§ **Exercise objective**:
Copy all of the data below line for line, without changing anything. Leave out any picture.

§ **Records to process**:
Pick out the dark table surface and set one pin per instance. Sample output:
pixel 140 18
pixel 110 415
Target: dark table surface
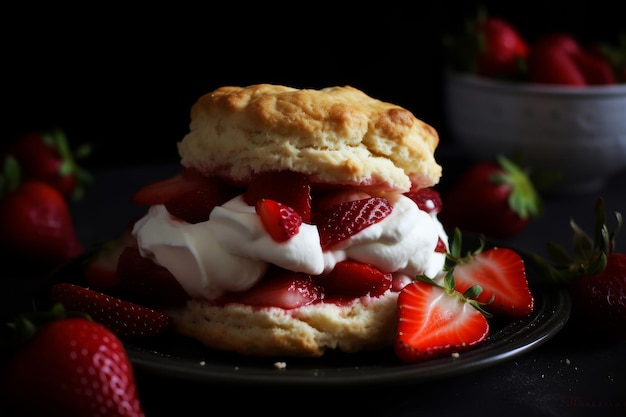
pixel 565 375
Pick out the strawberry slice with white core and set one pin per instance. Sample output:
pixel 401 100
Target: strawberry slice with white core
pixel 501 273
pixel 436 320
pixel 280 221
pixel 279 288
pixel 347 219
pixel 355 279
pixel 124 318
pixel 287 187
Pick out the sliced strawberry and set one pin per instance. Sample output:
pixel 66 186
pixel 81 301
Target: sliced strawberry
pixel 279 288
pixel 161 191
pixel 427 199
pixel 281 221
pixel 435 321
pixel 124 318
pixel 146 282
pixel 354 279
pixel 100 268
pixel 286 187
pixel 325 199
pixel 346 219
pixel 501 274
pixel 195 205
pixel 441 246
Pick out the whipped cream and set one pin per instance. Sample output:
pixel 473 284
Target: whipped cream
pixel 232 251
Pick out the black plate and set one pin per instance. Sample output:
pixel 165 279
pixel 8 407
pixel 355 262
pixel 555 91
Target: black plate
pixel 180 357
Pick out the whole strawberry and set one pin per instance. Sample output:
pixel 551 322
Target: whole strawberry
pixel 35 222
pixel 71 367
pixel 558 59
pixel 46 156
pixel 595 275
pixel 490 46
pixel 599 301
pixel 495 198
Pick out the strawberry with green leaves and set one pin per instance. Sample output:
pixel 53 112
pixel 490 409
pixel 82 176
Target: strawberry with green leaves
pixel 436 320
pixel 499 271
pixel 68 365
pixel 46 156
pixel 495 198
pixel 36 226
pixel 490 46
pixel 594 274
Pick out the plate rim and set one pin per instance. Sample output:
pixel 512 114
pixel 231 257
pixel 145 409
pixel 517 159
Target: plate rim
pixel 512 340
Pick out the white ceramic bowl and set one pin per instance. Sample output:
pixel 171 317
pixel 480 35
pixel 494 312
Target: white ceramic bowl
pixel 580 132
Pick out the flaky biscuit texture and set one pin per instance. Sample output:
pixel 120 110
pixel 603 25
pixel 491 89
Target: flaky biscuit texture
pixel 336 135
pixel 308 331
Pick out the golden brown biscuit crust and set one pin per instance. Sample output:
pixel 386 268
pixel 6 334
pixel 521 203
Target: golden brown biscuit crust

§ **Answer to this problem**:
Pick out the dark table surface and set one pin per instance. Sample output:
pixel 140 18
pixel 110 415
Target: dark table surface
pixel 565 375
Pick out the strawberry slice with white core and set one pin per instance. Sample output:
pixel 401 100
Target: strawberry slice with white core
pixel 501 273
pixel 436 320
pixel 280 221
pixel 279 288
pixel 347 219
pixel 355 279
pixel 124 318
pixel 287 187
Pick out the sliced strawberry and set one pin per instance. Sample output:
pixel 66 186
pixel 81 301
Target: sliced strawberry
pixel 279 288
pixel 161 191
pixel 427 199
pixel 281 221
pixel 435 321
pixel 124 318
pixel 146 282
pixel 354 279
pixel 100 268
pixel 286 187
pixel 325 199
pixel 346 219
pixel 501 274
pixel 195 205
pixel 441 246
Pick out the whipped cream and set one pin per instance. Sample output:
pixel 473 284
Target: whipped cream
pixel 232 251
Pick out the black plate and set one pin per instance. Sample output:
pixel 165 279
pixel 8 407
pixel 355 262
pixel 555 91
Target: black plate
pixel 180 357
Pick out the whole strawberry and set one pin per instance. Sample output:
pixel 551 322
Target: whole strawberry
pixel 35 222
pixel 71 367
pixel 558 59
pixel 46 156
pixel 595 275
pixel 490 46
pixel 599 301
pixel 495 198
Pick out the strawberry with green leaves and set one pin per instance. Sample output:
pixel 53 112
pixel 490 409
pixel 82 176
Target: strawberry with green leaves
pixel 436 320
pixel 499 271
pixel 68 365
pixel 46 156
pixel 495 198
pixel 36 226
pixel 490 46
pixel 594 274
Pick out the plate rim and set one pin per instance. Sample output:
pixel 512 114
pixel 231 257
pixel 145 409
pixel 517 159
Target: plate rim
pixel 512 340
Pick out the white ceramic bowl and set one pin per instance. Sample output:
pixel 171 317
pixel 480 35
pixel 494 312
Target: white ceramic bowl
pixel 580 132
Pick out the flaky biscuit texture and set one pin per instance. Sample output:
pixel 120 110
pixel 603 25
pixel 491 89
Target: flaky biscuit texture
pixel 336 135
pixel 308 331
Pick out the golden brown biscuit crust and set one pin per instance. Sample output:
pixel 386 268
pixel 6 334
pixel 521 203
Target: golden brown biscuit crust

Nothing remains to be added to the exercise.